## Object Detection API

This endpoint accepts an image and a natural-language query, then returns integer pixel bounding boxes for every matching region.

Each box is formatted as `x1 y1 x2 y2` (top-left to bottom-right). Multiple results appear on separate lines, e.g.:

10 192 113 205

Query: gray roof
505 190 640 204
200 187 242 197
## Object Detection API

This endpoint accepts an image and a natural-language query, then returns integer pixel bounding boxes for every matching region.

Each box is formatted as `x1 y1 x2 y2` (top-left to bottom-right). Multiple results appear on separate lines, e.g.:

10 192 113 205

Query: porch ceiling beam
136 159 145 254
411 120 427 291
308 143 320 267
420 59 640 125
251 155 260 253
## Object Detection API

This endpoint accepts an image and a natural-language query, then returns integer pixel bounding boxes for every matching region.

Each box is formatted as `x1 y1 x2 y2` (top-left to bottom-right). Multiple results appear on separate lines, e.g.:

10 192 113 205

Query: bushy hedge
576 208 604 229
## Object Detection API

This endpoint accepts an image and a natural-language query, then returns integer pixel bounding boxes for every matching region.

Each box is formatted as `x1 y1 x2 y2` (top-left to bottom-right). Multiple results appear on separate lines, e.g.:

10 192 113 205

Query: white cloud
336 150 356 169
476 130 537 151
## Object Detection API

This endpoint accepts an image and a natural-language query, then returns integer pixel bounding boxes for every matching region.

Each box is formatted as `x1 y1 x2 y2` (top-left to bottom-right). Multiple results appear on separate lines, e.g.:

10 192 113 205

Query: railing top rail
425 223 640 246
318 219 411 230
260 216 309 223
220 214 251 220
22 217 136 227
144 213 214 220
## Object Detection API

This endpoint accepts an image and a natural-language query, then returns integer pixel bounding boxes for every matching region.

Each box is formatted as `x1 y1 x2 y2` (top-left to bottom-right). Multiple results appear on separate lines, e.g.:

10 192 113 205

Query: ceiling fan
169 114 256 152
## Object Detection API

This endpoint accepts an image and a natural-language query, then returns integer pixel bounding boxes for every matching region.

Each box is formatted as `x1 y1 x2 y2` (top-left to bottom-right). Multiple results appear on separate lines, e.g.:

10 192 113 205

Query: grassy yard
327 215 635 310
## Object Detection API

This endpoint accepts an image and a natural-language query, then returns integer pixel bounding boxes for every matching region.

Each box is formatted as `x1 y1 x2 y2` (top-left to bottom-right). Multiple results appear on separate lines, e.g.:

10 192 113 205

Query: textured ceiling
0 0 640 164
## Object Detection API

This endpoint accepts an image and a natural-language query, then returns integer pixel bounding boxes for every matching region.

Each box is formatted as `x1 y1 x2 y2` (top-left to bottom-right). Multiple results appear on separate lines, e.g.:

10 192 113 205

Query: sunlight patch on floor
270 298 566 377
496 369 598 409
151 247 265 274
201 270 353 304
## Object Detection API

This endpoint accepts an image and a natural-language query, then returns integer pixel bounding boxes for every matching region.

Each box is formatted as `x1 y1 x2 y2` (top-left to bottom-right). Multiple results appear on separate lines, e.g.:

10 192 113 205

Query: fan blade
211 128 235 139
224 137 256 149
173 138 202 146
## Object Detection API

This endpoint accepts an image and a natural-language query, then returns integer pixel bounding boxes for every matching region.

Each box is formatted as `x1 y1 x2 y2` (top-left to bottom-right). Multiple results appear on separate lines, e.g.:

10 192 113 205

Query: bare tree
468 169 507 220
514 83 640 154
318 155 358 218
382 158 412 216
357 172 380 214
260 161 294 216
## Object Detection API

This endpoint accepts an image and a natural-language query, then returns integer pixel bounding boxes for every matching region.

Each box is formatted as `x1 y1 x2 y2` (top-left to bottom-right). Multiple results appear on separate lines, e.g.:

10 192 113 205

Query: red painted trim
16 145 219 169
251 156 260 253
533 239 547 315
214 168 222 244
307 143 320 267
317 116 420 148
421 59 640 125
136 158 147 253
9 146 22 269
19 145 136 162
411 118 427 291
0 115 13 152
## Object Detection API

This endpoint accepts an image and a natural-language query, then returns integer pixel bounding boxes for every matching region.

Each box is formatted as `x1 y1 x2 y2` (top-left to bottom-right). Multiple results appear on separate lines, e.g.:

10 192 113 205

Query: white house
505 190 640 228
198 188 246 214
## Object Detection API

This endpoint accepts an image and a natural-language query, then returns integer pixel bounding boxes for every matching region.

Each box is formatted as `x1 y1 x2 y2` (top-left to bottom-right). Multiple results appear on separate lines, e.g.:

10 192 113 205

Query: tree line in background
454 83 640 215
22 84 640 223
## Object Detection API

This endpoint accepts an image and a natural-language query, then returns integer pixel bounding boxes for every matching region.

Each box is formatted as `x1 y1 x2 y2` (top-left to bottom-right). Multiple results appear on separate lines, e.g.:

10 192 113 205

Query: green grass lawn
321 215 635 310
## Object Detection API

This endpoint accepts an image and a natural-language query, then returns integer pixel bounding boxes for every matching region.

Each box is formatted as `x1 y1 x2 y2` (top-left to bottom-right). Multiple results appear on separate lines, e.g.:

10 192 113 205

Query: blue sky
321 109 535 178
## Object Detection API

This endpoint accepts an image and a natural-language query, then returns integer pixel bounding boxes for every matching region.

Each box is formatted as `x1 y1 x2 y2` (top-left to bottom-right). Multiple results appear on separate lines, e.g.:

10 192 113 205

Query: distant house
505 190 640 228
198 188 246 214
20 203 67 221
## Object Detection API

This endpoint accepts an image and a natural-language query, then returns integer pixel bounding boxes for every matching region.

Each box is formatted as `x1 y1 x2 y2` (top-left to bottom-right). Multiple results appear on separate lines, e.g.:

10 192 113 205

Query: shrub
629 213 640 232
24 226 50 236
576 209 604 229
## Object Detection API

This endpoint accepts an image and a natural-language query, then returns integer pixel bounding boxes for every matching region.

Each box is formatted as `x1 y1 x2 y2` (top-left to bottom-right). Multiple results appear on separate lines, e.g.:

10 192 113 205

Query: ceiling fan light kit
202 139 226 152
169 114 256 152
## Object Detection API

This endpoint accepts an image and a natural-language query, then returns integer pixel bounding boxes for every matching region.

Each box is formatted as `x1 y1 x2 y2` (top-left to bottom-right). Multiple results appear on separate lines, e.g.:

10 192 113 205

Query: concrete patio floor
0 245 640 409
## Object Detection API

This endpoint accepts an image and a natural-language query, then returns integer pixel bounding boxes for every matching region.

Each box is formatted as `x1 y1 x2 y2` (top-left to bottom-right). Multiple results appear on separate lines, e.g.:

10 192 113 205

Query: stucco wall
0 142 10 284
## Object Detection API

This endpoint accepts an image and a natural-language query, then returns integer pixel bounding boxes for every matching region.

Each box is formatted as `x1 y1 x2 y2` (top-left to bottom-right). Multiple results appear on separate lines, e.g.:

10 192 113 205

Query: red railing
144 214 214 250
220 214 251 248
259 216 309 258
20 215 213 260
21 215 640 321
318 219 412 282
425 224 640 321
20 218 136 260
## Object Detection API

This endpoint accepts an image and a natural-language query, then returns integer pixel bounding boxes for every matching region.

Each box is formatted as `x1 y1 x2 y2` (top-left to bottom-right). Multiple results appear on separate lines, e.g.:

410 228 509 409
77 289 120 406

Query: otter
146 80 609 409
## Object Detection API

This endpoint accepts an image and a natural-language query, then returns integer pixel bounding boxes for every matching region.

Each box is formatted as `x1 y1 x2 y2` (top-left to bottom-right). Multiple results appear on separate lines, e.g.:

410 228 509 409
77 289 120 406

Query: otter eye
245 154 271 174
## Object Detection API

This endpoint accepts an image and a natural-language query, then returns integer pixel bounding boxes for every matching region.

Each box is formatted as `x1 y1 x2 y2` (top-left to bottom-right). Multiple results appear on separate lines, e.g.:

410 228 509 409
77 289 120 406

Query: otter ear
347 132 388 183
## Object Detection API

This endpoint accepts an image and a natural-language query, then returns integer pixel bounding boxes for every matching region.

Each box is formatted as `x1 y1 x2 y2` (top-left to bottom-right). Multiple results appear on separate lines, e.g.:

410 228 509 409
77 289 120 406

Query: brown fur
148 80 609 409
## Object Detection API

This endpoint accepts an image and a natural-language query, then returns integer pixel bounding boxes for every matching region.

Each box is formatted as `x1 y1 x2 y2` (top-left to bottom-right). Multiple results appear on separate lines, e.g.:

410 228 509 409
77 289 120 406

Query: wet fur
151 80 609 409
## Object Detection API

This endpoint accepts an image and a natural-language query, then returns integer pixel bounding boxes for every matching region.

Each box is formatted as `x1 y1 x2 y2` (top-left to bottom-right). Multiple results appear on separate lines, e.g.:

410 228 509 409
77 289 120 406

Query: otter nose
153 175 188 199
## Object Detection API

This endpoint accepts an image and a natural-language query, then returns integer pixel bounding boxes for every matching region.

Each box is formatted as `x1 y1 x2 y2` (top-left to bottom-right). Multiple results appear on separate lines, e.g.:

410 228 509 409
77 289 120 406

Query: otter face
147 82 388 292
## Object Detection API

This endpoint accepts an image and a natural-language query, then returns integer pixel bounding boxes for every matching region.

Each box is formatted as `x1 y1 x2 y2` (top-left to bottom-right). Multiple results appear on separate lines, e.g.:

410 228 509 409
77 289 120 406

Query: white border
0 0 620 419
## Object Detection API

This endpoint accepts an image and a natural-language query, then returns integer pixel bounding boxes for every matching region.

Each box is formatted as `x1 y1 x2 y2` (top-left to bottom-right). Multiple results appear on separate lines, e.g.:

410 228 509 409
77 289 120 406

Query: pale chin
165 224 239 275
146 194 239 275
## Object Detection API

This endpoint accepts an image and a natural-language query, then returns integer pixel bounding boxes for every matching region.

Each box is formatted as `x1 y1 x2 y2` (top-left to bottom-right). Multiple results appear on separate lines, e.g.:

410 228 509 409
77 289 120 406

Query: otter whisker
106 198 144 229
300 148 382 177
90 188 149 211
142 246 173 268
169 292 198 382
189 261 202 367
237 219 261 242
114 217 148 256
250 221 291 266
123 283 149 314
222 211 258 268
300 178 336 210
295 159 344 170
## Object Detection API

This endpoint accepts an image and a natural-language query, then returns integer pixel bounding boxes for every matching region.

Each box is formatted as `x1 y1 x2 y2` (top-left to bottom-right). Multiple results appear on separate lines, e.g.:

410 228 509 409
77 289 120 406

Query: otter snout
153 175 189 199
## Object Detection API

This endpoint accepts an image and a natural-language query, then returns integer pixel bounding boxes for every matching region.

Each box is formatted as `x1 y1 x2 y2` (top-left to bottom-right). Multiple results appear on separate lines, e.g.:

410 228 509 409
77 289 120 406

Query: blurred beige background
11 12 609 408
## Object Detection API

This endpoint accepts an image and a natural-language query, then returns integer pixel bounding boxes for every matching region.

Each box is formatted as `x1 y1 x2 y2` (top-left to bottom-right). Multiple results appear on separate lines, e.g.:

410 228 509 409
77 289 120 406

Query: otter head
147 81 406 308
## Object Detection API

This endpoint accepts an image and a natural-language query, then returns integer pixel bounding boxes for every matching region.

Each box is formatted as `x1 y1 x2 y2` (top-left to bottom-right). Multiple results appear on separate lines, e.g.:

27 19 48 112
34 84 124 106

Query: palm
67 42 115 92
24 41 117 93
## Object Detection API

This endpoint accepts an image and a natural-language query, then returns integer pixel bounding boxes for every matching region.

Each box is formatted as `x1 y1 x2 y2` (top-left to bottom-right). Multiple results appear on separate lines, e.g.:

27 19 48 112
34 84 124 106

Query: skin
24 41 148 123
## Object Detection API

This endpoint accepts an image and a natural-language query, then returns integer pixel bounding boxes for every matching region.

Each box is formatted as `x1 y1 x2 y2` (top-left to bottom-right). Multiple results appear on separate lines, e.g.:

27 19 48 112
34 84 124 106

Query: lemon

» GIVEN TASK: Select every line in the data above that contains the word "white".

» RESULT:
Query: white cloud
Query: white house
Query: white border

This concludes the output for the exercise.